TEXT SHOWN
BEGIN

My lab uses paraffin sections for in situ hybridization analysis all of the time with good results. I find that the morphology of paraffin-embedded tissue is much better than in cryosections. Once the paraffin is removed from the histological section via histoclear or xylene treatment followed by tissue rehydration through decreasing concentrations of ethanol, the in situ protocol is similar to cryosections. When embedding your tissue, make sure that all reagents (e.g., PBS, your fixative, ethanol, histoclear/xylene, etc.) are clean and RNase free. Good luck!
Hi Erika, thank you for answering! My lab is now doing ISH to detect virus RNA, 20 years ago they did ISH to detect mRNA.
I have now the same protocol, but it did not work (10 times) although my positive controls with astro virus detection is always positive. So I think the reagents are clean. I produced my RNA-probes (around 400bases) on myself and sequenced the corresponding DNA. It was the right basesequence. I tried different concentrations of my probe (like it is described in the roche protocol) and I tried different dilutions of proteinase K and I Pepsin. The last 8 times my positive controle (astro virus) for my actual positive control was every time positive. So I don't know how to go further. Do you think that SSC conentration (I have always 2x (and 0,2x), but in my hybridization mix 4x) does that make any difference, that would be my next plan to change it.
If I were you, I would use the exact conditions where your control probe works the best (e.g., proteinase K and pepsin concentrations). However, saying that, we use 1x SSC in our post-hyb wash solution (1X SSC, 50% Formamide, 0.1% Tween-20). Also, see file attached for the components of our hybridization buffer.
Since your probe is 400bp, you might consider doing an alkaline hydrolysis step on your probe, which may help probe penetration into your tissue. I typically would only do this on probes greater than 600bp, but it might help in your case. See attached file for alkaline hydrolysis protocol.
Although you might have addressed this already, make sure that you are using the anti-sense transcript. Since you should be using a sense probe as your control, you have probably already eliminated this as a problem. Also, double check that you are using the correct RNA polymerase at the correct temperature. Hopefully you are checking your in vitro transcription product on an agarose gel along the way to determine that the probe is present and not degraded. 1ul is sufficient.
Another problem might be that your probe concentration is too high. If this is the case, sometimes absence of staining will result or alternatively, non-specific staining. You could try a very low concentration and see if that works. We use 1:2000 dilution.

END

EXERCISE TASKS
A. In the in situ hybridization discussion, what probe dilution does the responding lab use?
B. List every component of the post-hybridization wash solution named in the in situ hybridization discussion.
C. Carry on the in situ hybridization discussion from its last sentence.

DATASET EXTRACT

BEGIN

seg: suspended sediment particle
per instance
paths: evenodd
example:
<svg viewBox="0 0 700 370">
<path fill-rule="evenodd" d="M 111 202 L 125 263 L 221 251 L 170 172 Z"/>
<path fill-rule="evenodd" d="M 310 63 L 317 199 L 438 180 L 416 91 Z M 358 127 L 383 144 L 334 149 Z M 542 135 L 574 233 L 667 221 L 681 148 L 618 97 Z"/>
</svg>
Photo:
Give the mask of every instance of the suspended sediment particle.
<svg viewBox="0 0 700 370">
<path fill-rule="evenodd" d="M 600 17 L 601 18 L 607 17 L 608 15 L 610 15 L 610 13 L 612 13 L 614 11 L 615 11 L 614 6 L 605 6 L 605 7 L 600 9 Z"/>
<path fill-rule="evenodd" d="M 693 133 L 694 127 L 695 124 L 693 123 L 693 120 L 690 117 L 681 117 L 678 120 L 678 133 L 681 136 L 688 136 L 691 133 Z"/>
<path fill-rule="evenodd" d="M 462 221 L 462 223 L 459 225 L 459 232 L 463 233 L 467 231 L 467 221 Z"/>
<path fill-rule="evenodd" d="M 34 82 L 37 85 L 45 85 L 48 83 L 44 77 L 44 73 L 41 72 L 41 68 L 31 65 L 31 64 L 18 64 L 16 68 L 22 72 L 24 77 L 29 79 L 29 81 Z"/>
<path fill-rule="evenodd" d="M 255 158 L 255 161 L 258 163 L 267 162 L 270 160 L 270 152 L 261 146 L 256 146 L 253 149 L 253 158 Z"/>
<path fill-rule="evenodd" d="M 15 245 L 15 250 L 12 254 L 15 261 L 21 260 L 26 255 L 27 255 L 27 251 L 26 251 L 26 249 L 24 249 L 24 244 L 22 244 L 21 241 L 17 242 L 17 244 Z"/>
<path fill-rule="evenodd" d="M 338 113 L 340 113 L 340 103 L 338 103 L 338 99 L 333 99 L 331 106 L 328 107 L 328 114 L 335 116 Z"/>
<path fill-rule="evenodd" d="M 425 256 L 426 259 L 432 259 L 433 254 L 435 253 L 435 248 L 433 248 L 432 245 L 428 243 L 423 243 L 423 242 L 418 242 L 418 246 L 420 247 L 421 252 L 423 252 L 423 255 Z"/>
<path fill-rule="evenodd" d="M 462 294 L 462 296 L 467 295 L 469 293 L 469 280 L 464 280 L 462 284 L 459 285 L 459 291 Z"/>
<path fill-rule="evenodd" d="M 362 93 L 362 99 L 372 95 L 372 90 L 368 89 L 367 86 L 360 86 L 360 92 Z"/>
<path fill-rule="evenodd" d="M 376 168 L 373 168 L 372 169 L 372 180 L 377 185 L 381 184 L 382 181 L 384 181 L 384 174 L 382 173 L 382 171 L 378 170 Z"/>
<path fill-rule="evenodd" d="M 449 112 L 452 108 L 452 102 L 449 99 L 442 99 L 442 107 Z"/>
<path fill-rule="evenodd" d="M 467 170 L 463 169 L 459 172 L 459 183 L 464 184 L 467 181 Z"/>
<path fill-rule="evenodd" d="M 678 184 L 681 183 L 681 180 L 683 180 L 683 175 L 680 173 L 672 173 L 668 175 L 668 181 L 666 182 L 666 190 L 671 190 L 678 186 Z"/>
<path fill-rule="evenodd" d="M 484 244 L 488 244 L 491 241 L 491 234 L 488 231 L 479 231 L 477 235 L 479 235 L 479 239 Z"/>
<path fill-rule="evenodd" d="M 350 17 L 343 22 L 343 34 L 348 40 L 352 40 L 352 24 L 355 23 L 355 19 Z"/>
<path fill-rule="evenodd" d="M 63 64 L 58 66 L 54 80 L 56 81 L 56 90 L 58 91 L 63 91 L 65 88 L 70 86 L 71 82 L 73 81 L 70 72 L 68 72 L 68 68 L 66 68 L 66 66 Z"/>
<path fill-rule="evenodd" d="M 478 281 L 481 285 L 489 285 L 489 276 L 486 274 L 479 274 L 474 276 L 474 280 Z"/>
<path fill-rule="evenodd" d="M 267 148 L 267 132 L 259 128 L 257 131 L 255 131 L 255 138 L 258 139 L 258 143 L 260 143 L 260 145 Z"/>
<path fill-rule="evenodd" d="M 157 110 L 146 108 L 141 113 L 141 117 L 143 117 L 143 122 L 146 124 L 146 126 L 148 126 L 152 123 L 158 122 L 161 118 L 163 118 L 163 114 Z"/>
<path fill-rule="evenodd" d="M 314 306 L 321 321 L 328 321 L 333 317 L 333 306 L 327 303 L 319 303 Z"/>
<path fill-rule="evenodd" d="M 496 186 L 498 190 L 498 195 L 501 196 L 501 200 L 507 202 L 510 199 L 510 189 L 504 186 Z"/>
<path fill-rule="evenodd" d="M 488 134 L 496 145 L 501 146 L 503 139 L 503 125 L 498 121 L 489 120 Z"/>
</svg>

END

ANSWERS FOR THE TASKS
A. 1:2000

B. 1X SSC, 50% Formamide, 0.1% Tween-20

C.
I hope that this can be of help to you. Good luck!
Hi Daniela, we do a few mRNA ISH on clinical specimens. (EBV, kappa, lambda)
Zytovision has a very good pretreatment kit for this purpose. I think it would be helpful to look at their website. http://www.zytovision.com/index.php/zytofast/33-zytofast-cish-introduction
My main thought would be that your positive control is working fine suggesting the protocol you are following is good. Is the pos control also dog tissue? if so why would the buffer or proteinase K concentration be an issue for your unknown samples? If you are probing your pos control slides with the same probe as your samples, and both the control slides and sample slides are paraffin embedded i would think the issue would be the probes/target and not the protocol? It may also be worth considering another control probe to check that the tissue on the sample slides is viable and not degraded as that could be a factor i.e. current probe is fine but the target may have degraded?
thanks a lot for your suggestions! The positive control is also dog tissue, but the probe is 4 times shorter and for detection of virus-RNA. I am also doing IHC, but it don't work either. It is only published for working in rats, mice and humans. Maybe it is not enough mRNA, so you are right, Stephen... All samples are paraffin embedded, but I can't check my probe on the positive control slide, because there it is not expressed. That is only my positive control for my positive control.
Yes, I am using sense and antisense probe. I checked my sliced DNA out of the plasmid with gel electrophorese and my RNA-transcripts afterwards with dot blot.
I am now trying a lower salt concentration and maybe afterwards a bigger dilution.
now my IHC is working for both molecules on dog tissue, so there must be enough protein. The question is, is there also enough mRNA for detection with ISH. I tried it with 1x SSC in the hybridization mix and with probe concentration of 1:25. There was again no staining.
As I said I made the digestion with pepsin and with proteinase K and I tried different probe concentration(1:2;1:5; 1:16). I controlled my probe with DNA-sequencing and afterwards dot blot with my RNA-probe.
What else can I change except probe concentration 1:2000 like Erika said to increase the staining?????
Sorry if jump in the conversation. I am looking for suggestion: do you use all the solutions RNAase free? How do you with the paraffin? We have an histology department which process (embedding) all the samples together, so now I am concern that the embedding step could compromise my samples. Thank you.